* [TEXT EXTRACT]:
I love my All City and i got it used for a good price. I like State bikes as well but id look for a used one. Dont buy an SE racing fixie, and generally look for a bike brand that has a good headset and crankset, as well as if you get a carbon or aluminum bike CHECK THE ALINEMENT OF THE FRAME, as many big manufacturers send the frame in such a way that in its travels its alinement can get off. If your new to it id recomend steel because the alinement can get fixed after the fact. Also recognize what brakes it can or cant take as this can effect the VALUE of the bike in the future when you need to sell it.


----------



## Acesand8s (22 May 2014)

Look makes a decent aluminum beginners bike, if you have the money.


----------



## srj10 (25 May 2014)

http://www.edinburghbicycle.com/products/revolution-track-14?bct=browse/bicycles/road-bikes
Don't know much about ss but this gets alot of good reviews


----------



## montage (25 May 2014)

£150-200 and you could probably build one from an old steel frame


----------



## smokeysmoo (25 May 2014)

1gearnoidea said:


> I'd say buy a decent 2nd hand langster...good components and very light and fast...


^this


----------



## GGJ (25 May 2014)

54cm Langster for sale on retrobike for £165.00...Bargain

CLICK HERE FOR LINK


----------



## biggs682 (25 May 2014)

GGJ said:


> 54cm Langster for sale on retrobike for £165.00...Bargain
> 
> CLICK HERE FOR LINK


too late its gone now


----------



## RedRider (25 May 2014)

I'll throw the Surly Steamroller into the mix. Not mine tho' 'cos I like it too much. See here for 'roller love and second hand prices.

Dataset rows about where objects appear:
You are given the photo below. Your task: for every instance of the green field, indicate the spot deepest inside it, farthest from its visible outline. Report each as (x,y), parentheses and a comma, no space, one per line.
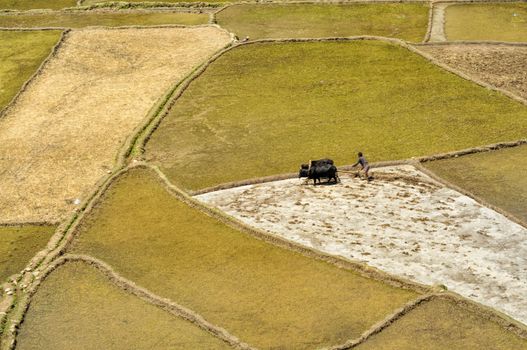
(36,4)
(267,296)
(501,22)
(80,19)
(498,177)
(21,53)
(18,244)
(439,325)
(78,308)
(405,21)
(263,109)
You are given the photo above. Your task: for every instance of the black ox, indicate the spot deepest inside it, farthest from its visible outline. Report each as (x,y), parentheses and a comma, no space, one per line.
(319,169)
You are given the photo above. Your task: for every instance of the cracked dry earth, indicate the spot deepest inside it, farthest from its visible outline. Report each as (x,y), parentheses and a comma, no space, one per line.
(412,227)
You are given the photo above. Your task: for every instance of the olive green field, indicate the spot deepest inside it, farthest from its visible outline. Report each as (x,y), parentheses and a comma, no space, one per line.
(405,21)
(499,177)
(18,244)
(93,2)
(77,304)
(264,109)
(493,21)
(79,19)
(36,4)
(442,324)
(21,53)
(253,289)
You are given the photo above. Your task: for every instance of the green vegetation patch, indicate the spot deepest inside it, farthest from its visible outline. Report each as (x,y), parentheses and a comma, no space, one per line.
(441,324)
(36,4)
(21,53)
(500,22)
(78,308)
(78,19)
(406,21)
(263,109)
(18,244)
(267,296)
(498,177)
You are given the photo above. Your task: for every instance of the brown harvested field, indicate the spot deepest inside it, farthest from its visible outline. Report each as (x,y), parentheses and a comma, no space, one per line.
(64,132)
(502,66)
(77,307)
(267,296)
(18,244)
(442,324)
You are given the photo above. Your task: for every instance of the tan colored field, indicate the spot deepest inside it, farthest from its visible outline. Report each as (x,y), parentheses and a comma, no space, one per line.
(78,308)
(18,244)
(65,131)
(501,66)
(267,296)
(440,325)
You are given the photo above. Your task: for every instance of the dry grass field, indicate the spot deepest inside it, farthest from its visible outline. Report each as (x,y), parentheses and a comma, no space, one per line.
(18,244)
(405,21)
(498,177)
(267,296)
(78,307)
(493,21)
(502,66)
(36,4)
(78,19)
(441,324)
(65,131)
(21,53)
(412,227)
(263,109)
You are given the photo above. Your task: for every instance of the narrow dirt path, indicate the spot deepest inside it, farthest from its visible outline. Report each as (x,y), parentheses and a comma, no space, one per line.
(438,23)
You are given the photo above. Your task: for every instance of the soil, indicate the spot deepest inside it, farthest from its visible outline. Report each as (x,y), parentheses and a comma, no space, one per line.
(502,66)
(64,132)
(421,231)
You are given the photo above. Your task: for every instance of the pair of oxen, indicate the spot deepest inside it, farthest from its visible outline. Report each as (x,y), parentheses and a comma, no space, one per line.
(319,169)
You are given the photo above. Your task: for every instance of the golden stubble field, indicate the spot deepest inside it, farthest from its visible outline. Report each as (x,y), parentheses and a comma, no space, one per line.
(64,132)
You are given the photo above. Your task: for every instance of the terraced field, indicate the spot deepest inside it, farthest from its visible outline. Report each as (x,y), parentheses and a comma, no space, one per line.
(321,99)
(440,324)
(21,53)
(404,21)
(36,4)
(498,177)
(499,65)
(232,279)
(102,149)
(18,244)
(494,21)
(81,110)
(77,304)
(79,19)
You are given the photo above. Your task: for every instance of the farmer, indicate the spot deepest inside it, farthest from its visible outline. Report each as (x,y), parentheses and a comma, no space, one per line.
(364,164)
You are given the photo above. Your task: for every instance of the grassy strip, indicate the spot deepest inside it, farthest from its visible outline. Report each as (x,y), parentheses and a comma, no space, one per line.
(253,289)
(78,19)
(36,4)
(243,119)
(443,324)
(497,177)
(77,307)
(499,22)
(406,21)
(21,53)
(18,244)
(147,3)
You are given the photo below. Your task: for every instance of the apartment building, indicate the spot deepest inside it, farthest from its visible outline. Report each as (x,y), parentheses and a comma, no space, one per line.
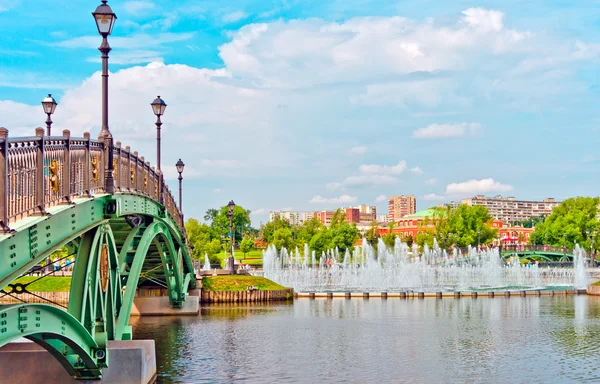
(400,206)
(293,218)
(511,210)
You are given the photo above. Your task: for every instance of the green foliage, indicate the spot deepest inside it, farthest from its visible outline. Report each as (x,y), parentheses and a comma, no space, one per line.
(283,237)
(343,234)
(241,222)
(568,224)
(308,230)
(238,283)
(246,245)
(530,223)
(268,232)
(46,284)
(462,226)
(372,233)
(425,237)
(320,242)
(390,238)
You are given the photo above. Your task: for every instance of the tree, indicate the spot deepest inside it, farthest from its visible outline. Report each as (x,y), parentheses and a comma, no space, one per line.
(269,229)
(390,238)
(372,233)
(342,234)
(308,230)
(246,245)
(320,242)
(283,238)
(425,237)
(199,238)
(241,222)
(464,225)
(568,224)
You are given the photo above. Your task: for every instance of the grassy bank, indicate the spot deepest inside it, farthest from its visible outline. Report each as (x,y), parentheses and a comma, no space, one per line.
(252,257)
(238,283)
(46,284)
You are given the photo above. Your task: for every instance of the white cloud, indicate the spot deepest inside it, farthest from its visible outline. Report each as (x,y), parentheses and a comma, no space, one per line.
(131,57)
(354,181)
(384,169)
(137,41)
(333,186)
(484,20)
(344,199)
(360,150)
(437,131)
(232,17)
(474,187)
(433,197)
(355,49)
(380,199)
(417,170)
(137,8)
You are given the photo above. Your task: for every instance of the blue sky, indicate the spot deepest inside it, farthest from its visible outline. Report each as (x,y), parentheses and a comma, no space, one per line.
(311,105)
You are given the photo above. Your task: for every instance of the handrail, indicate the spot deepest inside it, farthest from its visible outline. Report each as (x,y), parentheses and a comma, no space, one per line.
(38,172)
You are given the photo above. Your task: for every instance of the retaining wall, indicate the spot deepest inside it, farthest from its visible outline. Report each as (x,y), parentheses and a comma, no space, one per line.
(246,296)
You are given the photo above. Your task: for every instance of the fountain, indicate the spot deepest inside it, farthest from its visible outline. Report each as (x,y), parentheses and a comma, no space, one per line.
(402,268)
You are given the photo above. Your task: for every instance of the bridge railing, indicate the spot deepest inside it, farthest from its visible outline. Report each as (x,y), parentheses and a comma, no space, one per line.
(39,172)
(532,248)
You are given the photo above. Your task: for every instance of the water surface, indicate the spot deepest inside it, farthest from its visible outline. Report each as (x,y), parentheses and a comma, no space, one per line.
(486,340)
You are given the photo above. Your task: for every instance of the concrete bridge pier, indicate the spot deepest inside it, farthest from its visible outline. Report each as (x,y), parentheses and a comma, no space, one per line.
(25,362)
(155,302)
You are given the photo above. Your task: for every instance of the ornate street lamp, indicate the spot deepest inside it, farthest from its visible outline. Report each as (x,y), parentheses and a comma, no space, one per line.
(49,105)
(105,20)
(230,209)
(158,107)
(592,249)
(179,165)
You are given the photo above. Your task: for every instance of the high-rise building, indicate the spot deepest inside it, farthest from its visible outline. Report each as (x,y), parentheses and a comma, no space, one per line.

* [PROBLEM REQUIREMENTS]:
Carry the bike-buying forum thread further, picking up right after its last post. The entries aren't needed here.

* [ANSWER FOR THIS EXERCISE]:
Delivers a comfortable ride over 150 miles and ideal for commutes on dodgy roads. I find mine fast enough, can keep up with the CF boys no probs (depending on gearing of course).


----------



## biggs682 (26 May 2014)

must admit i treated myself to a charge plug that @GrumpyGregry was selling cant wait to have another go at using a fixie


----------



## 1gearnoidea (26 May 2014)

LANGSTER


----------



## Smurfy (26 May 2014)

srj10 said:


> http://www.edinburghbicycle.com/products/revolution-track-14?bct=browse/bicycles/road-bikes
> Don't know much about ss but this gets alot of good reviews


+1 You'll get a Reynolds frame on the 2014 model, which is a reasonable start, and good value for money.


----------



## colly (26 May 2014)

biggs682 said:


> cant wait to have another go at using a fixie



I got a great tip for you Biggsy....................buy a used frame off someone on Cyclechat and use it as a basis for a project.


----------



## biggs682 (26 May 2014)

colly said:


> I got a great tip for you Biggsy....................buy a used frame off someone on Cyclechat and use it as a basis for a project.


 @colly i am hopefully meeting lee cooper soon


----------



## colly (26 May 2014)

biggs682 said:


> @colly i am hopefully meeting lee cooper soon



Great ..............He made my jeans way back.


----------



## morganswift (14 Jun 2014)

I love my Globe Roll 2. Got a good frame. Think you may still be able to pick one up.


----------



## al-fresco (26 Jun 2014)

A couple of years ago I was looking for a secondhand Langster and found that they tended to hold their value very well on Ebay - so much so that I ended up buying a new 'old stock' Langster for not much more than the cost of a used one. It might be worth seeing if any of the on-line dealers is still carrying 2012 or 2013 stock.


----------



## Mike Rudkin (5 Jul 2014)

http://www.fixedgearfrenzy.com/no-l...ted-edition-fixed-gear-single-speed-bike.html
This is mine,and I love it.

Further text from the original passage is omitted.